===== EXTRACTED INFORMATION
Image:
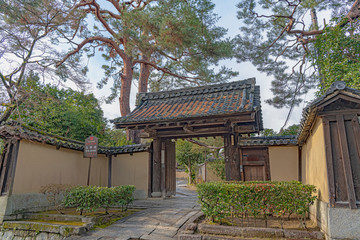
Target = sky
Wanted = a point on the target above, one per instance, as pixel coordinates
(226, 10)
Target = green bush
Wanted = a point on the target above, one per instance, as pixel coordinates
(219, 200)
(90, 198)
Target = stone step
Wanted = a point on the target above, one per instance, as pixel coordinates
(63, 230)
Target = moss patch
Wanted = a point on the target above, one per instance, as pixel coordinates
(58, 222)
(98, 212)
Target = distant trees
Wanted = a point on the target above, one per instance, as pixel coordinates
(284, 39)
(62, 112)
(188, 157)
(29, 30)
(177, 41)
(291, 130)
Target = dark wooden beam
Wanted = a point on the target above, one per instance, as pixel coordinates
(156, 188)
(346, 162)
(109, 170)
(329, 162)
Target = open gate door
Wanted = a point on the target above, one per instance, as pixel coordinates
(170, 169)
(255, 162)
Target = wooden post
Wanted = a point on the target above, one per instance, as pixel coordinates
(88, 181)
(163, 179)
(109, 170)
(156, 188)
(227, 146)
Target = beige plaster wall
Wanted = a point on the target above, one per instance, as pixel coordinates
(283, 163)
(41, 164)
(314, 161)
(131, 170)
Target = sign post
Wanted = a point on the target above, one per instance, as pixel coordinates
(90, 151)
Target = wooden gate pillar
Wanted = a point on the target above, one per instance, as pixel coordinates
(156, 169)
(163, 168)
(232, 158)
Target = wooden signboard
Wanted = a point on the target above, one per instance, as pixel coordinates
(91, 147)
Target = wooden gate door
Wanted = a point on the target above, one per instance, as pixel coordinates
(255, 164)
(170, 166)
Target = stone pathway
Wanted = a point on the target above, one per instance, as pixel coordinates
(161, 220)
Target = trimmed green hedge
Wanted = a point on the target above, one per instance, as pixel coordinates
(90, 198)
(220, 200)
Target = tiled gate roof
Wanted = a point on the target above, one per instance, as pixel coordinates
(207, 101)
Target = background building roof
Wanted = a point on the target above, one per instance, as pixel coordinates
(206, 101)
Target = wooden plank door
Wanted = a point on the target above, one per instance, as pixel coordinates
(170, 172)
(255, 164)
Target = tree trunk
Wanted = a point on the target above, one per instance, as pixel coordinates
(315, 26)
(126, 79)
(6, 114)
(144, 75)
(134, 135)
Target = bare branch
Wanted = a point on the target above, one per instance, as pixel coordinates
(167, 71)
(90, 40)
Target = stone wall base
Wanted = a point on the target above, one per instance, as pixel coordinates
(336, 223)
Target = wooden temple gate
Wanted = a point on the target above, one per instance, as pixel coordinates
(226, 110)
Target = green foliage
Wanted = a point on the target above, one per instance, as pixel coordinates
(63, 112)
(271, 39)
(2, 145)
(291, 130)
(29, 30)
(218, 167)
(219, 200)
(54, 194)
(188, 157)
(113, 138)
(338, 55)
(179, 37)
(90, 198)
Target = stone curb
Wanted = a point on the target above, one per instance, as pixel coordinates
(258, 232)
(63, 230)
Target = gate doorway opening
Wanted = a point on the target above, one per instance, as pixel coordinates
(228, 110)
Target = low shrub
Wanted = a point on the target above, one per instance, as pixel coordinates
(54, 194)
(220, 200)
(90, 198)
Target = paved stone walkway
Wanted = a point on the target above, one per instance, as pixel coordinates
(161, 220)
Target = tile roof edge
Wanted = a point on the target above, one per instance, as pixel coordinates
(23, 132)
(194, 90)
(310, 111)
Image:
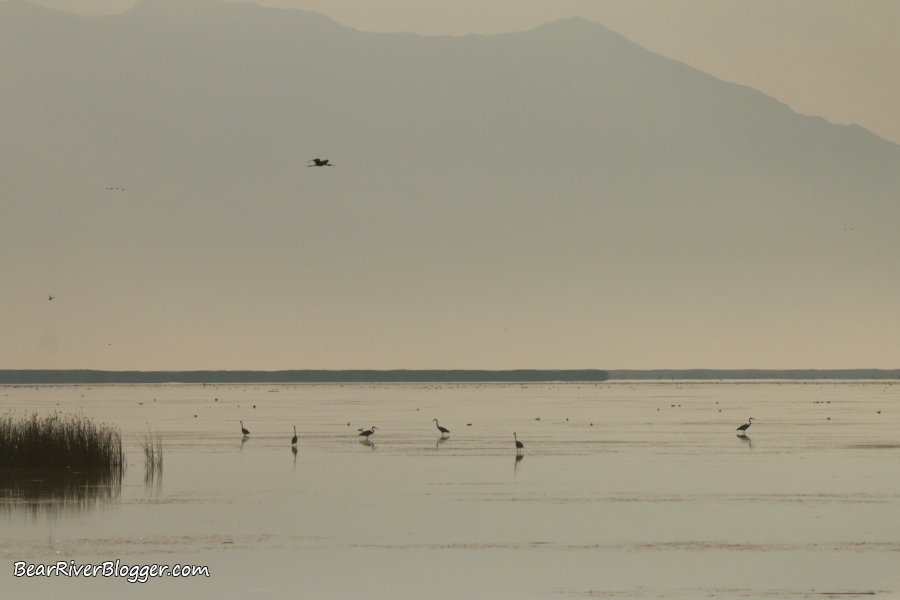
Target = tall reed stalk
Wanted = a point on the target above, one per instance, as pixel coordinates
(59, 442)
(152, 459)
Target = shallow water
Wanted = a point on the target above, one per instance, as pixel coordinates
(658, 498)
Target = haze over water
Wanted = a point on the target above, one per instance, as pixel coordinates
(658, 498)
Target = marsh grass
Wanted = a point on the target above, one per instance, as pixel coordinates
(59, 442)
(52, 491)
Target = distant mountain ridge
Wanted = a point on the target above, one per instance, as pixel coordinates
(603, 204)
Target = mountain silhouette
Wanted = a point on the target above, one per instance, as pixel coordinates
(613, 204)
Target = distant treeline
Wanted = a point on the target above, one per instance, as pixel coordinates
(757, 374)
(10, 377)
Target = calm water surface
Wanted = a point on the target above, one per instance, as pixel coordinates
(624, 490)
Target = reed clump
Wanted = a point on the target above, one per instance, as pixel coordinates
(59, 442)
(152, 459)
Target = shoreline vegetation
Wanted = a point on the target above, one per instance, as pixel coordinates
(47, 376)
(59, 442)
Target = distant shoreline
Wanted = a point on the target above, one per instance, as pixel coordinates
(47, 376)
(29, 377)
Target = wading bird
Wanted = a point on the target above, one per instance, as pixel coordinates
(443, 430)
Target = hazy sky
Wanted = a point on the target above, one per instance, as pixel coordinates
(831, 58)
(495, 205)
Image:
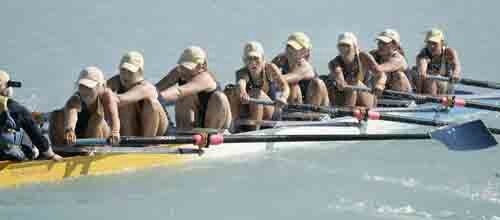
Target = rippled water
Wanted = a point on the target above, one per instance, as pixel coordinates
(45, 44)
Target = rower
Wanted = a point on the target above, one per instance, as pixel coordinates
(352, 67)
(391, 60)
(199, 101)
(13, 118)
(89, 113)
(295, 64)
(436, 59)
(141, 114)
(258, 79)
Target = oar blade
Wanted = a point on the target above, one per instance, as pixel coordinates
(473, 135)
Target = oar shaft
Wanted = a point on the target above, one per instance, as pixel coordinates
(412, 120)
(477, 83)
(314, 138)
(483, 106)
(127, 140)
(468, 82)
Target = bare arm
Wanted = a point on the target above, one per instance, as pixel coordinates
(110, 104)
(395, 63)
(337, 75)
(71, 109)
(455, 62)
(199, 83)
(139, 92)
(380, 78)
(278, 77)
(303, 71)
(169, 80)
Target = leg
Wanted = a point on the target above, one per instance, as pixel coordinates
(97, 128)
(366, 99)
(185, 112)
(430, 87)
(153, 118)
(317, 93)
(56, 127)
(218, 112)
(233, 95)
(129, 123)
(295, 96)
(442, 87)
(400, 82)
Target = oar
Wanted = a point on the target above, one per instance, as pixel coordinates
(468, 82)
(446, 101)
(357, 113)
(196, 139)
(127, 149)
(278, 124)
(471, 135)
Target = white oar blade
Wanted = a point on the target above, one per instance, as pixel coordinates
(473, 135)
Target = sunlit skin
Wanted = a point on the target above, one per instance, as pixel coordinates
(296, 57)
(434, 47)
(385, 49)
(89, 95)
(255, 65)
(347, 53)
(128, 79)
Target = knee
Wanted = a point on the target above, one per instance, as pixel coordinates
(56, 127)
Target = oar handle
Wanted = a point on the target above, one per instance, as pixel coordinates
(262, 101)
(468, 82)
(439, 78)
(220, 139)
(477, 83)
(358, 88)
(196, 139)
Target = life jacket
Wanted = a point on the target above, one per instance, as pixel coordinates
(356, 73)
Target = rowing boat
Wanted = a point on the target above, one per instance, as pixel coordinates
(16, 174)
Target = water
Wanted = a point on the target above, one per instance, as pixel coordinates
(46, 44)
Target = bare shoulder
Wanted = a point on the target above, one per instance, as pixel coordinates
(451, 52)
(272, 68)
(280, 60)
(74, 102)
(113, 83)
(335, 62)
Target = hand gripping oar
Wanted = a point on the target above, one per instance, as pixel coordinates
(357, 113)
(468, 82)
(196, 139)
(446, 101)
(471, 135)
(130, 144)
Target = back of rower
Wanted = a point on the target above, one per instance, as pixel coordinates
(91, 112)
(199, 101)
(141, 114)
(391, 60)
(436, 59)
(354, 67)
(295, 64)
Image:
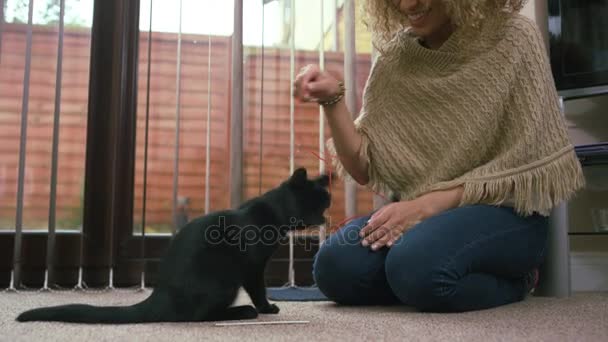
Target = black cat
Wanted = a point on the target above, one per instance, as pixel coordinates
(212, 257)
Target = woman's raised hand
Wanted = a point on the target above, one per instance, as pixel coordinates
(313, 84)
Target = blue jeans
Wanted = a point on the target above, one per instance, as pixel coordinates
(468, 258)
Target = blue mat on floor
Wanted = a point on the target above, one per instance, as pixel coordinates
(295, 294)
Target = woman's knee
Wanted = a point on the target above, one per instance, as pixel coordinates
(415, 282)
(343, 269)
==========
▶ EXERCISE OBJECTIVE
Set down, unchanged, only the lines running from the line with "Target = life jacket" to the last line, including both. Pictures stay out of the copy.

▶ RESPONSE TO THE EXERCISE
Target = life jacket
Wanted = a point on the target above, one per instance, as pixel coordinates
(356, 73)
Target = rowing boat
Wanted = a point on the target above, one per instance, as pixel coordinates
(16, 174)
Target = water
Wanted = a point on the target above, one per instance, as pixel coordinates
(46, 44)
Target = bare shoulder
Wanted = a point on the target above, one per instance, as pixel coordinates
(451, 52)
(272, 68)
(280, 60)
(74, 102)
(113, 83)
(335, 62)
Target = hand gripping oar
Wanted = a point on the target above, one per instance, as pixel coordinates
(357, 113)
(468, 82)
(196, 139)
(446, 101)
(471, 135)
(130, 144)
Target = back of rower
Wanted = a point on the target above, one per instance, as pixel coordinates
(91, 112)
(199, 101)
(141, 114)
(391, 60)
(436, 59)
(354, 67)
(295, 64)
Image:
Target = black cat
Wanted = a point on the target above, one per instance, as pixel coordinates
(212, 257)
Target = woman's raised hand
Wanted = a point on the target above, one per instance, as pixel coordinates
(313, 84)
Target = blue jeans
Wanted = a point on the target above, one per instance, as pixel coordinates
(468, 258)
Target = blue mat on floor
Wanted = a point on the target above, one per instance, as pixel coordinates
(295, 294)
Target = woman's knee
Wanted = a point on the target above, one per instance, as pixel coordinates
(415, 282)
(343, 269)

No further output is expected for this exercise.